__Entries provided__.
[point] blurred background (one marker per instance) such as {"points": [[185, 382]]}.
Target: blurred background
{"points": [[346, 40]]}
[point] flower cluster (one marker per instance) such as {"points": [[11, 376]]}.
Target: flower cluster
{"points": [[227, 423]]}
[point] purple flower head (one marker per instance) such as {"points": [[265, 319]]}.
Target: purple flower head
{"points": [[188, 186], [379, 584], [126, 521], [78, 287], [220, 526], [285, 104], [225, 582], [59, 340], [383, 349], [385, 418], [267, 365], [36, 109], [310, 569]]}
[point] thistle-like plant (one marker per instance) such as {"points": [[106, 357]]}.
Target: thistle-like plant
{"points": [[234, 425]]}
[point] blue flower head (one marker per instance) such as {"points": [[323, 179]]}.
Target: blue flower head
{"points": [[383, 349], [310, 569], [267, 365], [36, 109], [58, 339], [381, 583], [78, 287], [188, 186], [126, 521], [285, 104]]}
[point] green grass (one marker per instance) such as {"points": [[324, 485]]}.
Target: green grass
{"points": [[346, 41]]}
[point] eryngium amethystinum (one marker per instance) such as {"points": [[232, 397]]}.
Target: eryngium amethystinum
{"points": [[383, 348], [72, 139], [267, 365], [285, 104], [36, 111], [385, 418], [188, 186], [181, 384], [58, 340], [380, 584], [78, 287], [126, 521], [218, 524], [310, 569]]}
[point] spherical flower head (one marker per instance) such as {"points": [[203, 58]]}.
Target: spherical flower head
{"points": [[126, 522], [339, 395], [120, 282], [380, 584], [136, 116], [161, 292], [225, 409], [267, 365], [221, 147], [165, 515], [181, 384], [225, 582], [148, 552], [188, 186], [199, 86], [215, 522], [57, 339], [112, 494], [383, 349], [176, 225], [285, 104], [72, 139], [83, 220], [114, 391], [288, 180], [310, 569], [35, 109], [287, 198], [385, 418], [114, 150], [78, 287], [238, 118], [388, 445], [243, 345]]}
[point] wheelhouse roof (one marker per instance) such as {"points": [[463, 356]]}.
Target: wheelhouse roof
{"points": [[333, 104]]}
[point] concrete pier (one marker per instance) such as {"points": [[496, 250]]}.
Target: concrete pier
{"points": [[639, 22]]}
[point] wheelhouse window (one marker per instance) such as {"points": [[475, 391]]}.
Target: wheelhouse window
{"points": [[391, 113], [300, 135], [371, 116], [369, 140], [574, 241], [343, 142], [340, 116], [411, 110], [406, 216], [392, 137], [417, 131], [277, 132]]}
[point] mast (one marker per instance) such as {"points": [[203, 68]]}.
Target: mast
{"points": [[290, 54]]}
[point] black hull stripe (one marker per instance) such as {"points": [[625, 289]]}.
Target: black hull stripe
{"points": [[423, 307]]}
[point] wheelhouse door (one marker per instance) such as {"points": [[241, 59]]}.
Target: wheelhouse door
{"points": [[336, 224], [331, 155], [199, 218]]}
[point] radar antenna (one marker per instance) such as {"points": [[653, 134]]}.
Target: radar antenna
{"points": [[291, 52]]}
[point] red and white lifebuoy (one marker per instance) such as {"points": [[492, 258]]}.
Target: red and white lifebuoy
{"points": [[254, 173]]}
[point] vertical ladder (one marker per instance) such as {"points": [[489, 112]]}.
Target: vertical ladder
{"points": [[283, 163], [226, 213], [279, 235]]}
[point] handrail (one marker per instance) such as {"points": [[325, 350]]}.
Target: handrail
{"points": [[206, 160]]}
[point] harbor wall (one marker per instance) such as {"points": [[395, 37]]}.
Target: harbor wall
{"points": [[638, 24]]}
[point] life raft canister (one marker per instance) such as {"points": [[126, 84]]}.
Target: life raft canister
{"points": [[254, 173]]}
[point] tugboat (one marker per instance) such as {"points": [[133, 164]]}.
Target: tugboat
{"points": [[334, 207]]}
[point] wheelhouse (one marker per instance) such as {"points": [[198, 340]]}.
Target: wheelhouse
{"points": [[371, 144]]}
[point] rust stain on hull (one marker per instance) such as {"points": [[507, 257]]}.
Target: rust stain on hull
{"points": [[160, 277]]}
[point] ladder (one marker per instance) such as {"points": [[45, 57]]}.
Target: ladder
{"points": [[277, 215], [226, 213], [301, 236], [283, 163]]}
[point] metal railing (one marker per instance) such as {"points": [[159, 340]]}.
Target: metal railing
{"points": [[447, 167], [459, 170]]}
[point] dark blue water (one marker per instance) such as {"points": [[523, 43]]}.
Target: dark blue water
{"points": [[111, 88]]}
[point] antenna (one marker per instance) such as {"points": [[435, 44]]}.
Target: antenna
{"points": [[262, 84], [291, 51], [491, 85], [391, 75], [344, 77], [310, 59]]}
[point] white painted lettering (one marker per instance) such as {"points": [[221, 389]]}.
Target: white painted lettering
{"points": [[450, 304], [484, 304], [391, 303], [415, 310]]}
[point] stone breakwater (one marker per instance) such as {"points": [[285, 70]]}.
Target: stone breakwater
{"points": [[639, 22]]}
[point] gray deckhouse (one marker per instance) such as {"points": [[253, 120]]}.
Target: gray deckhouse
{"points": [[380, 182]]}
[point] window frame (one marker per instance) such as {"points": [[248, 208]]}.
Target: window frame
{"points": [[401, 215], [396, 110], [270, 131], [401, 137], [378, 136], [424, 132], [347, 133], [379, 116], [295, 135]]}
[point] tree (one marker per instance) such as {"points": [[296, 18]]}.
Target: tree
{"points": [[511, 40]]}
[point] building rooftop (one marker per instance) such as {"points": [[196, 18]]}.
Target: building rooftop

__What to produce__. In the records above, each line with the string "building" should be copied.

__Finished exercise__.
[point] building rooftop (one marker per instance) such as {"points": [[196, 18]]}.
Target: building rooftop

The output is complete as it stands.